EXERCISE:
Will you extract the entries word for word? Images should not appear in the copy.

(Data extracted from a collection)
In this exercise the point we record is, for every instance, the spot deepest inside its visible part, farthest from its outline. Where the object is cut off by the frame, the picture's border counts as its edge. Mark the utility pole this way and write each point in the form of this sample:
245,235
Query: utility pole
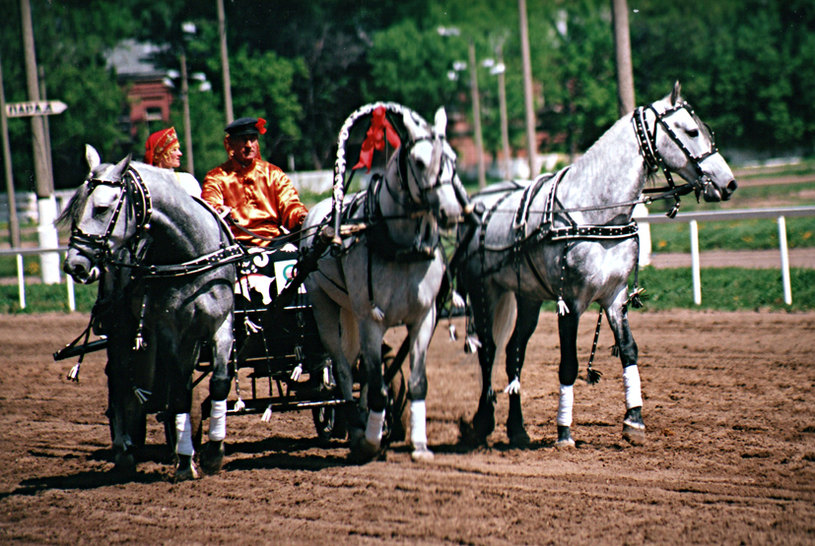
531,140
13,221
502,104
46,203
185,102
622,46
479,141
626,104
230,117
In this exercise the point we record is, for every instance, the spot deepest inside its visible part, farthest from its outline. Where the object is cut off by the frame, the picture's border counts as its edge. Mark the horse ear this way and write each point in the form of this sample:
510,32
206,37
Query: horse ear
675,93
440,122
410,124
92,157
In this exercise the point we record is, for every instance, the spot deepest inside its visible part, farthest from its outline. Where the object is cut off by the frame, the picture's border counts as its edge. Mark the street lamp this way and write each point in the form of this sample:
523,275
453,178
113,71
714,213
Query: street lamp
499,69
188,29
479,145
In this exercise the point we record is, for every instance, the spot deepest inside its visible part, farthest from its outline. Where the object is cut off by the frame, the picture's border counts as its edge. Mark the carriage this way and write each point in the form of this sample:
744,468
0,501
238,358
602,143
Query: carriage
275,344
373,260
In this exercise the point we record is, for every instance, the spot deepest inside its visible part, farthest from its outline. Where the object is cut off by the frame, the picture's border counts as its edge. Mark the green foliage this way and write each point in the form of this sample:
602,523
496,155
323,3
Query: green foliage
728,289
41,298
758,234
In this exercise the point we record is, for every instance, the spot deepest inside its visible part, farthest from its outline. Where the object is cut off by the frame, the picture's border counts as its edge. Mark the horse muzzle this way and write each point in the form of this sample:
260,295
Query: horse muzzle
713,192
80,269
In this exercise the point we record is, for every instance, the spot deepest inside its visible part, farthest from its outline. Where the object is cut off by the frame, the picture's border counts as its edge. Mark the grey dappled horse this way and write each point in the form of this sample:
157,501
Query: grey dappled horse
570,237
171,256
388,274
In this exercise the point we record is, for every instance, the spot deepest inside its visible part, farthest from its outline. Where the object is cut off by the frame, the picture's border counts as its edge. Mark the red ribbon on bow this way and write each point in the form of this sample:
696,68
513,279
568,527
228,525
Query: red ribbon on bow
379,130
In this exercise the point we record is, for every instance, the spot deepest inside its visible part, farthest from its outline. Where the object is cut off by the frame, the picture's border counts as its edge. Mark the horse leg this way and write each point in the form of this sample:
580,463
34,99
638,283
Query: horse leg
421,334
212,454
179,405
371,335
567,373
126,411
339,336
525,323
633,426
484,419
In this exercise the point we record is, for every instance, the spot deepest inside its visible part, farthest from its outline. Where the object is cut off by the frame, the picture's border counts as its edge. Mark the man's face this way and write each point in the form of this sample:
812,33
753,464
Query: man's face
245,148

SOLVED EXERCISE:
In this exercise the point we record is, for every instance, the spot deepest inside its visible part, farthest from its outline. Where the object is cut off by the frame, the picture's border counts as its edge. Mark the utility pole this way and write each point in the form of this sample:
245,235
Query: utility pole
531,140
13,221
502,104
46,203
185,102
622,46
479,141
626,104
230,117
In this exercise the point we record is, for every instance, the spot deepest inside its visible part, farthest from its outline. Where the object is cut off by the frame, the picture's border counts as its edge. Mark the horse ear this way and write each point in the form of this sample:
510,32
206,37
Query: horse ear
675,93
440,122
410,124
92,157
In this exercise the point we record is, for every instance, the spot deepest inside its visible part, farthest from its outline. Where the object is cut off by the frame, the picture's border counts as its edge. Mark the street lamp this way and write each point in the form of this sample:
523,275
453,178
113,71
714,213
Query: street lamp
499,69
188,29
479,145
In this exercise the point we record is, for every instance, the spot deepest inside its visible part, farthest from its outline. Where the object is cut off by the frame, the picture's border counts as its edge. Mark the carriage this way and write each point in the form of this sample:
744,468
0,501
238,358
602,143
Query: carriage
275,344
373,260
In this exercise the point we record is, for every instance, the spot deepest inside its visible part, farthest from its outline. Where the object is cut off by the frame, the picture's border counts as its edge. Mark the green foliage this way and write each point in the form of this sample:
602,523
496,155
323,3
Query: green foliage
728,289
41,298
758,234
In this exercise the point we record is, for every instance, the spot deepest inside its visible part, farthest from its outline. Where the object is cut off by the frame, the picture's border counts as its edge. Mark the horse muzzle this way and write each point in the form of this sample:
260,295
Query: horse muzzle
713,192
80,269
In this exercise the point we record is, for every instance, the spot deepest inside its visible part, farthest from its outline. Where the object is cut off by the frame, the picture's border counts as its edge. Mark the grey dappled horse this way and write each point in the form of this sample:
157,501
Query: grey dappled horse
570,237
171,256
388,274
In this exercise the point we record is, for every instance, the spot deepest inside its visible part, farthest from its outline. Where the object is cut off by the frame, the picture's border counts as its edge. Mark the red ribbon on bow this way and write each point in the form of this sample:
696,68
513,279
568,527
228,525
Query: red ribbon on bow
379,130
In this exercise the point we record is, for every instance, the spot deepest inside its visible part, farthest from its outline. Where the object is cut off by the frame, the picture's border counts as its edge. Mark the horse leg this way and write each point in the form of this sample:
580,463
34,99
638,283
Query: horse leg
421,334
212,454
179,405
371,335
567,373
126,411
339,336
525,323
633,426
484,419
In this exercise the point we record is, for every instance, the spot deepest inside its visible part, farthest from its outline. Where the object is cut off by the frame, the picture's border counts as its edge. Mark the man's face this way and write each point in the form of this sample:
812,33
753,464
Query: man's face
245,148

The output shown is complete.